- **Task objective**: Please revise the items below by changing "can you spot" to "do you see" wherever it occurs, keeping everything else unchanged.

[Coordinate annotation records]
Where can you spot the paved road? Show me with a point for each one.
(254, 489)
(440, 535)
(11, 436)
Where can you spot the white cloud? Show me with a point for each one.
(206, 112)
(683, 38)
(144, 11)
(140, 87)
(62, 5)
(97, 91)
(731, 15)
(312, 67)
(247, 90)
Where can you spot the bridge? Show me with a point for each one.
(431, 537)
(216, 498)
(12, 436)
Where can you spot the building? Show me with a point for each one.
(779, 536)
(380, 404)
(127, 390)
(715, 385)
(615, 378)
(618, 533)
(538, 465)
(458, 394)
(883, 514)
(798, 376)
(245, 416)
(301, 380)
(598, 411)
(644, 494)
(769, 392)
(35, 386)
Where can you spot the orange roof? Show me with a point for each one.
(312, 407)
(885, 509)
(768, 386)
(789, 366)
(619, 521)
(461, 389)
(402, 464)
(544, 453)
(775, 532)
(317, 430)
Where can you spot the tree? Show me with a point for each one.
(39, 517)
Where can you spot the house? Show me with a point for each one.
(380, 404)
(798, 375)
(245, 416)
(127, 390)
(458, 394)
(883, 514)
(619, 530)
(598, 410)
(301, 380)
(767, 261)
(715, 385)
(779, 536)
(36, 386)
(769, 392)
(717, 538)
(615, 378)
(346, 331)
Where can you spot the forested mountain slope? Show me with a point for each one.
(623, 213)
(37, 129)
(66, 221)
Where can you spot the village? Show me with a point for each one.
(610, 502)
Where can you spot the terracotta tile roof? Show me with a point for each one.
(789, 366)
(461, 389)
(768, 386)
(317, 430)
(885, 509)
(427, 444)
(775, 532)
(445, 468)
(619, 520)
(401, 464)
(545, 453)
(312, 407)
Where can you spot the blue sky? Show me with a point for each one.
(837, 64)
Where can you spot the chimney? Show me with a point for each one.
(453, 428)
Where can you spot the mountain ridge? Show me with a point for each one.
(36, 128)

- **Complete answer**:
Where do you see the paved road? Show me with a point for each one.
(254, 489)
(440, 535)
(11, 436)
Where do you see the white cloud? Show me with a point for each one.
(206, 112)
(683, 38)
(144, 11)
(140, 87)
(62, 5)
(97, 91)
(731, 15)
(312, 67)
(247, 90)
Where do you see the bridge? Show me with a point for each one.
(431, 537)
(216, 498)
(12, 436)
Where do you see the building? Show me with a point for each one.
(779, 536)
(380, 404)
(127, 390)
(715, 385)
(615, 378)
(618, 533)
(538, 465)
(458, 394)
(883, 514)
(798, 376)
(245, 416)
(301, 380)
(598, 411)
(644, 494)
(769, 392)
(35, 386)
Where do you see the orange roof? Show me with a point for each one.
(312, 407)
(885, 509)
(768, 386)
(789, 366)
(619, 521)
(461, 389)
(402, 464)
(544, 453)
(775, 532)
(317, 430)
Where do you see the tree? Show me with a point for each one.
(39, 517)
Where do you see the house? Show me with a point for each one.
(380, 404)
(798, 375)
(245, 416)
(127, 390)
(458, 394)
(883, 514)
(619, 530)
(598, 410)
(301, 380)
(767, 261)
(715, 385)
(779, 536)
(36, 386)
(769, 392)
(717, 538)
(615, 378)
(346, 331)
Where do you see the forested mountain slope? Show me with a point for each one.
(623, 213)
(37, 129)
(66, 221)
Where do you see the village? Show me with a point for each one.
(610, 502)
Where do you see the terracotta tile roof? Show me with a point for each one.
(789, 366)
(461, 389)
(768, 386)
(317, 430)
(885, 509)
(427, 444)
(775, 532)
(445, 468)
(619, 520)
(401, 464)
(545, 453)
(312, 407)
Where do you see the blue sky? Show me with a point for each one.
(837, 64)
Where do you see the chimney? Show me with a point for each one.
(453, 428)
Where do you see the mountain ridge? Show me with a point for each one.
(36, 128)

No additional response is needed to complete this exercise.